** INSTRUCTIONS TO FOLLOW **
Output the line that contains "Point out every instance of the yellow trackside" and each line after it in the listing, exactly as they appear, through the very last line.

(RECORD EXTRACTS)

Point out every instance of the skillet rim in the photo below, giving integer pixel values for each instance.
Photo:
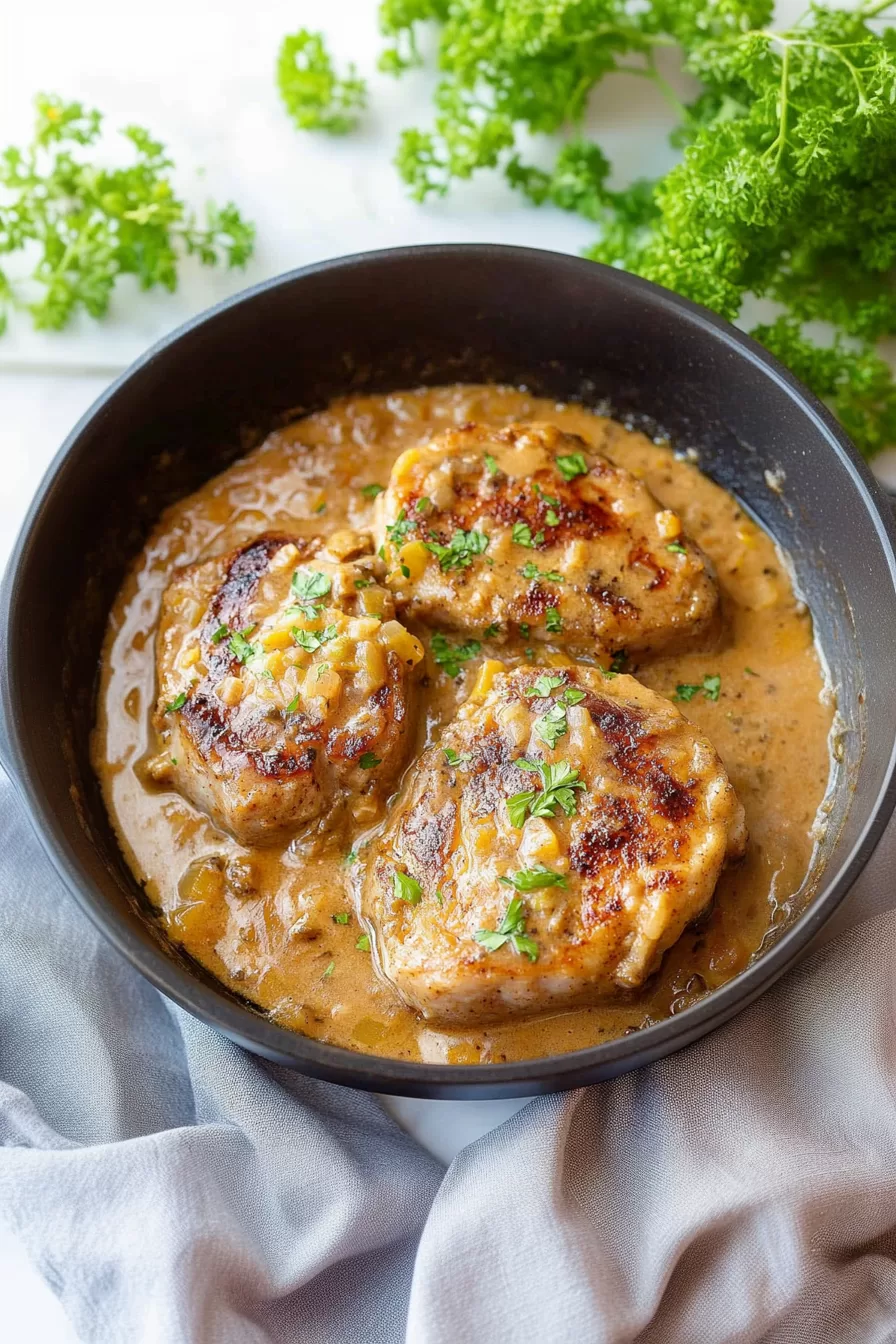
(335, 1063)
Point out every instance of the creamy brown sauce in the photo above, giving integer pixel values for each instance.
(280, 946)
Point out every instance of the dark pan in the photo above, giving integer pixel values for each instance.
(433, 315)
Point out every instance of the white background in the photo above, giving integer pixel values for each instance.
(200, 77)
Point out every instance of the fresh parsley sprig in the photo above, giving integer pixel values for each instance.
(452, 657)
(711, 688)
(460, 551)
(787, 183)
(315, 96)
(86, 225)
(559, 786)
(512, 929)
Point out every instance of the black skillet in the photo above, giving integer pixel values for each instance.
(434, 315)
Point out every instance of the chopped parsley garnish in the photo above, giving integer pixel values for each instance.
(450, 657)
(617, 664)
(531, 571)
(398, 530)
(533, 879)
(559, 785)
(512, 929)
(312, 640)
(546, 683)
(456, 757)
(552, 725)
(460, 550)
(521, 534)
(406, 887)
(308, 588)
(239, 645)
(571, 465)
(711, 687)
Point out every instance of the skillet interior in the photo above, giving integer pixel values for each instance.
(563, 327)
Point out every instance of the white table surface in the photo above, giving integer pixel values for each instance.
(200, 77)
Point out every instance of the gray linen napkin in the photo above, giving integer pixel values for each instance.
(173, 1190)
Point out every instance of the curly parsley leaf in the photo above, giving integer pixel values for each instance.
(87, 223)
(512, 929)
(452, 657)
(521, 534)
(786, 188)
(315, 96)
(559, 786)
(309, 586)
(533, 879)
(544, 684)
(406, 887)
(312, 640)
(571, 465)
(460, 551)
(531, 571)
(711, 688)
(456, 758)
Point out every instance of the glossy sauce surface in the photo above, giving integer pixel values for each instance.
(273, 937)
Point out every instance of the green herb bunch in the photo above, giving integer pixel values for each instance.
(315, 96)
(786, 188)
(89, 225)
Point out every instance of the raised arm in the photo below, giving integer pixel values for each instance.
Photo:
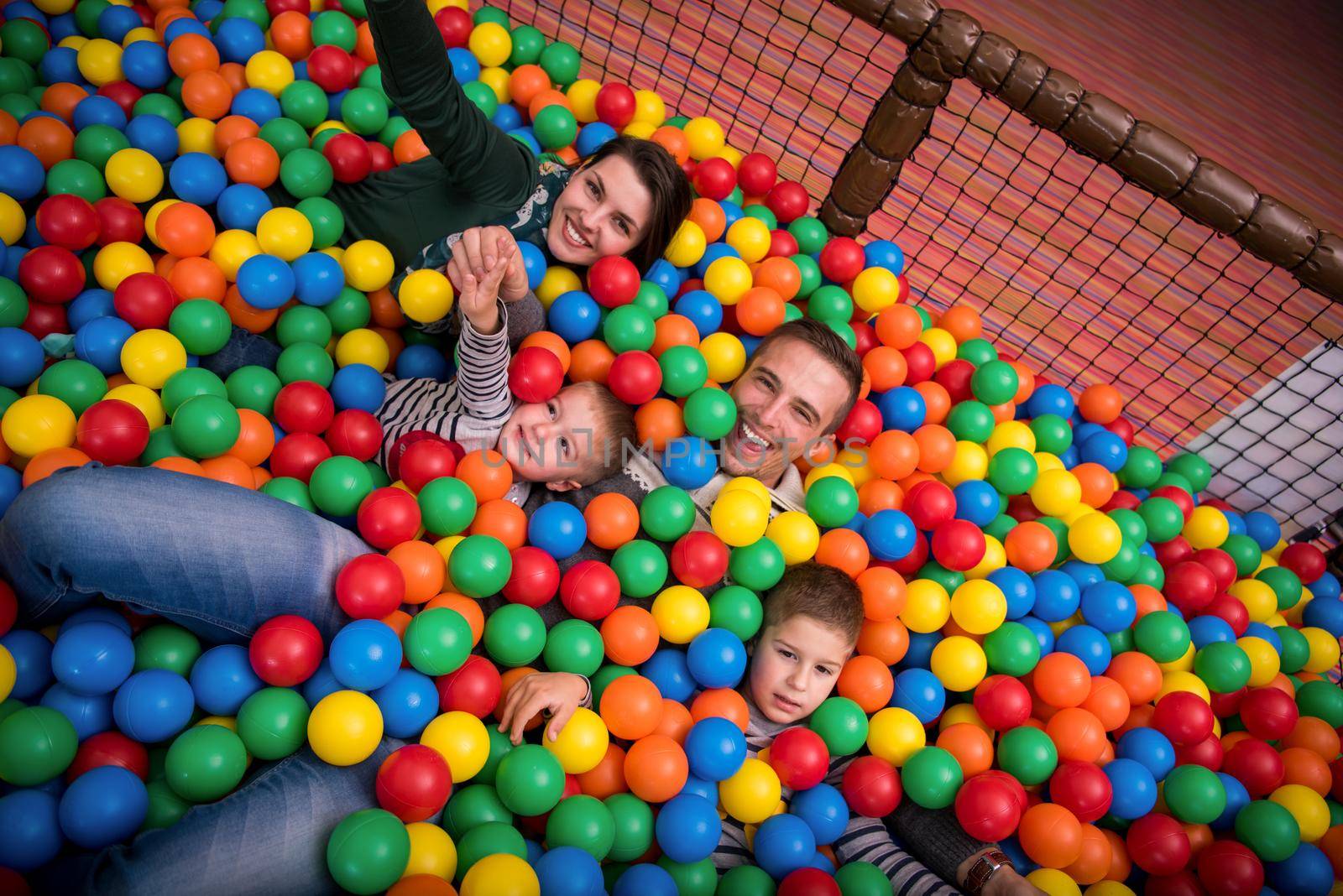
(480, 159)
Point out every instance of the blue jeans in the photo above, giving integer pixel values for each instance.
(219, 561)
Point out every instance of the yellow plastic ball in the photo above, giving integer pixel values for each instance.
(492, 43)
(100, 62)
(285, 232)
(649, 107)
(118, 260)
(462, 741)
(875, 290)
(232, 248)
(752, 793)
(363, 346)
(970, 461)
(895, 734)
(1325, 649)
(724, 354)
(501, 873)
(751, 237)
(144, 399)
(433, 851)
(682, 613)
(13, 221)
(582, 96)
(796, 534)
(346, 727)
(687, 246)
(368, 266)
(426, 295)
(270, 71)
(557, 282)
(37, 423)
(1056, 492)
(1095, 538)
(739, 518)
(959, 663)
(149, 357)
(704, 137)
(1307, 806)
(1206, 528)
(582, 742)
(729, 279)
(978, 607)
(927, 607)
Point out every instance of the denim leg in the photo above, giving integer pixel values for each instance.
(214, 558)
(268, 837)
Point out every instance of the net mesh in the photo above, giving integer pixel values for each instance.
(1087, 277)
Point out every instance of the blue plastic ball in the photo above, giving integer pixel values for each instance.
(222, 679)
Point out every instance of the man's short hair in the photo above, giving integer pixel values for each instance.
(823, 593)
(832, 347)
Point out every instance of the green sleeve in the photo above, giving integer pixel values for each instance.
(480, 159)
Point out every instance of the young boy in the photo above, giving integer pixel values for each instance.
(568, 441)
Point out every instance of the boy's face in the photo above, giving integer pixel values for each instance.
(796, 667)
(552, 441)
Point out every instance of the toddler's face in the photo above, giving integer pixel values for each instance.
(796, 665)
(554, 441)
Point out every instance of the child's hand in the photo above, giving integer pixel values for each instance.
(557, 692)
(480, 293)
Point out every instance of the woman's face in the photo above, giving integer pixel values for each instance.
(604, 211)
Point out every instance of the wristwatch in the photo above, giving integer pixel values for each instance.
(985, 868)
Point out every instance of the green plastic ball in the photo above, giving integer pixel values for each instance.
(339, 484)
(438, 642)
(515, 635)
(368, 851)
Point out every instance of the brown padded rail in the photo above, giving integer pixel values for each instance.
(946, 44)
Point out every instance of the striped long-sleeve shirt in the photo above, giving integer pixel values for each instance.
(937, 835)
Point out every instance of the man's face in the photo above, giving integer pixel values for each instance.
(787, 399)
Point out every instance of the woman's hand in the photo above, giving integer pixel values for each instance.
(557, 694)
(477, 251)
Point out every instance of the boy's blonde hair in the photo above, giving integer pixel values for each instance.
(819, 591)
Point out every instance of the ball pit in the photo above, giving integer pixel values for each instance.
(1052, 609)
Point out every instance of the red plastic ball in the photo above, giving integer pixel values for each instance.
(355, 434)
(698, 560)
(613, 280)
(535, 577)
(536, 374)
(590, 591)
(414, 782)
(799, 757)
(304, 407)
(369, 586)
(389, 517)
(756, 174)
(715, 179)
(111, 748)
(787, 201)
(987, 808)
(872, 788)
(1229, 868)
(615, 105)
(113, 432)
(145, 300)
(1083, 789)
(1268, 714)
(1158, 844)
(286, 651)
(51, 273)
(474, 687)
(635, 378)
(297, 455)
(69, 221)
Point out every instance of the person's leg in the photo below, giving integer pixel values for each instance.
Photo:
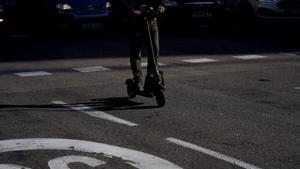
(135, 42)
(153, 47)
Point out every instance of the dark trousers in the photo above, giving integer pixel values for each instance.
(139, 36)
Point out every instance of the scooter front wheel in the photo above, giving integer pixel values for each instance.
(160, 97)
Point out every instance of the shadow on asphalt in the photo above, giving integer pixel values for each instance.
(117, 103)
(103, 104)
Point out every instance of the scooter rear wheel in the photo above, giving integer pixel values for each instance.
(160, 98)
(130, 88)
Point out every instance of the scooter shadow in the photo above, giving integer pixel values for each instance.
(117, 103)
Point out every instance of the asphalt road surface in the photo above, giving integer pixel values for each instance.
(233, 101)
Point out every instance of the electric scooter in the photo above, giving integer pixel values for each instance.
(154, 85)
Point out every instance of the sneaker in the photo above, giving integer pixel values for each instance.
(139, 85)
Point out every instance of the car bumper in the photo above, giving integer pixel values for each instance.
(203, 10)
(276, 12)
(70, 19)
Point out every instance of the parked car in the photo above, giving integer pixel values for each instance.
(266, 10)
(187, 10)
(83, 13)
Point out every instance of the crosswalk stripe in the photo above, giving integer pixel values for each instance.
(36, 73)
(92, 69)
(200, 60)
(248, 57)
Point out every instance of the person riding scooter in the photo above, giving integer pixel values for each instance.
(138, 33)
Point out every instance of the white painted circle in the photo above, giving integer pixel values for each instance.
(134, 158)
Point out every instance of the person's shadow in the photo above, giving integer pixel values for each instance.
(101, 104)
(117, 103)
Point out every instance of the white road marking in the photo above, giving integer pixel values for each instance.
(145, 64)
(297, 53)
(36, 73)
(12, 166)
(200, 60)
(63, 162)
(134, 158)
(92, 69)
(95, 113)
(212, 153)
(248, 57)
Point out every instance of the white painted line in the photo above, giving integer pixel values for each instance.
(92, 69)
(248, 57)
(145, 64)
(200, 60)
(12, 166)
(95, 113)
(63, 162)
(297, 53)
(37, 73)
(212, 153)
(136, 159)
(20, 35)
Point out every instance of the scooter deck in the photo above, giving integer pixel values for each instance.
(145, 94)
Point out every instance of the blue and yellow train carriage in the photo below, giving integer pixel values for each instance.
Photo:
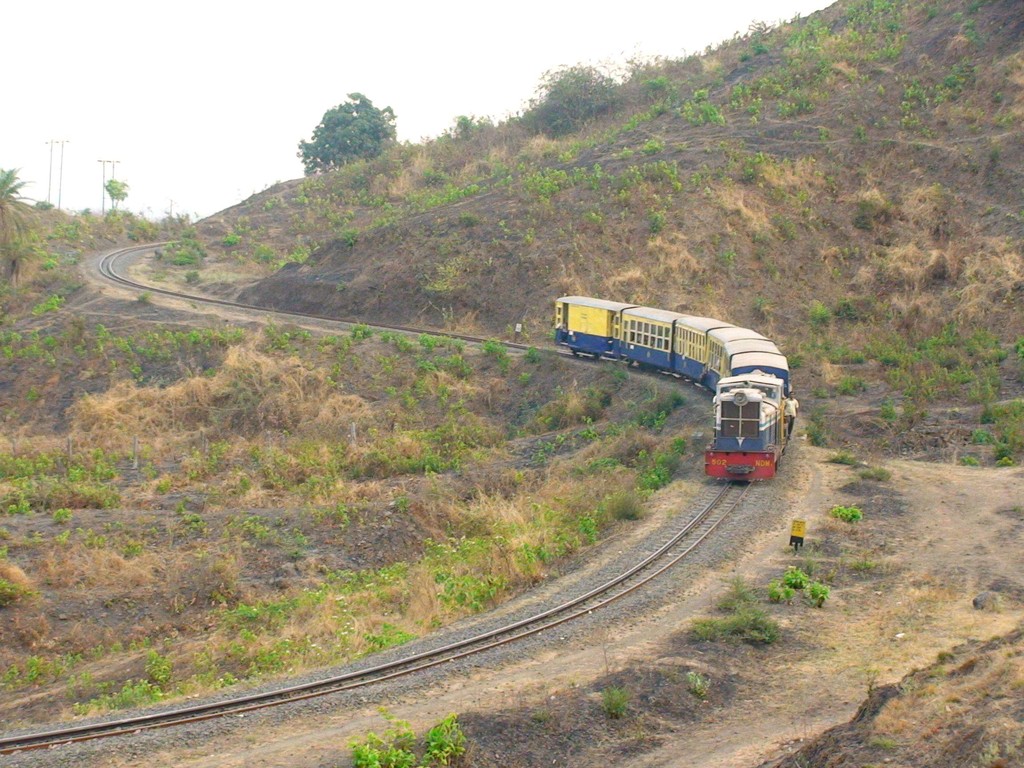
(691, 345)
(589, 326)
(647, 336)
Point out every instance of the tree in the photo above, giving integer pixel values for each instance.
(118, 190)
(14, 215)
(568, 98)
(353, 130)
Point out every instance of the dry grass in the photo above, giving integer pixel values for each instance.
(249, 393)
(675, 263)
(745, 204)
(928, 208)
(91, 567)
(12, 573)
(994, 274)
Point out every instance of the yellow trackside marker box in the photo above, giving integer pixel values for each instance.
(589, 320)
(797, 532)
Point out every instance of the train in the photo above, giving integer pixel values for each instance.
(745, 371)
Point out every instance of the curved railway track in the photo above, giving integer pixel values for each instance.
(108, 269)
(689, 531)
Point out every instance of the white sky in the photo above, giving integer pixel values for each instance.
(204, 103)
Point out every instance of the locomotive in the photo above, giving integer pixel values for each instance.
(747, 372)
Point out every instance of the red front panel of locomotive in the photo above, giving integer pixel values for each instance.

(End RECORD EXTRACTS)

** SOLUTION TO THIS TASK **
Point out every instance of the yellow trackside marker box in the photo above, giving integer pixel values for each instance.
(589, 320)
(797, 532)
Point out every instance of the train in the photo above, giving integer pixel values for each instance.
(745, 371)
Point out every instance of the curved railway track in the photo above, giving integer pixel values for each instance.
(108, 269)
(689, 531)
Point out every instance of the white sky in the photo above, giving integer pixel values for each instance.
(204, 103)
Point out every instance of the locomotive in the photo above, giving integer pixel values for each instance.
(747, 372)
Point out every instance of the red front panel of locomotive in the photo above, giving integer pixel values for each instance.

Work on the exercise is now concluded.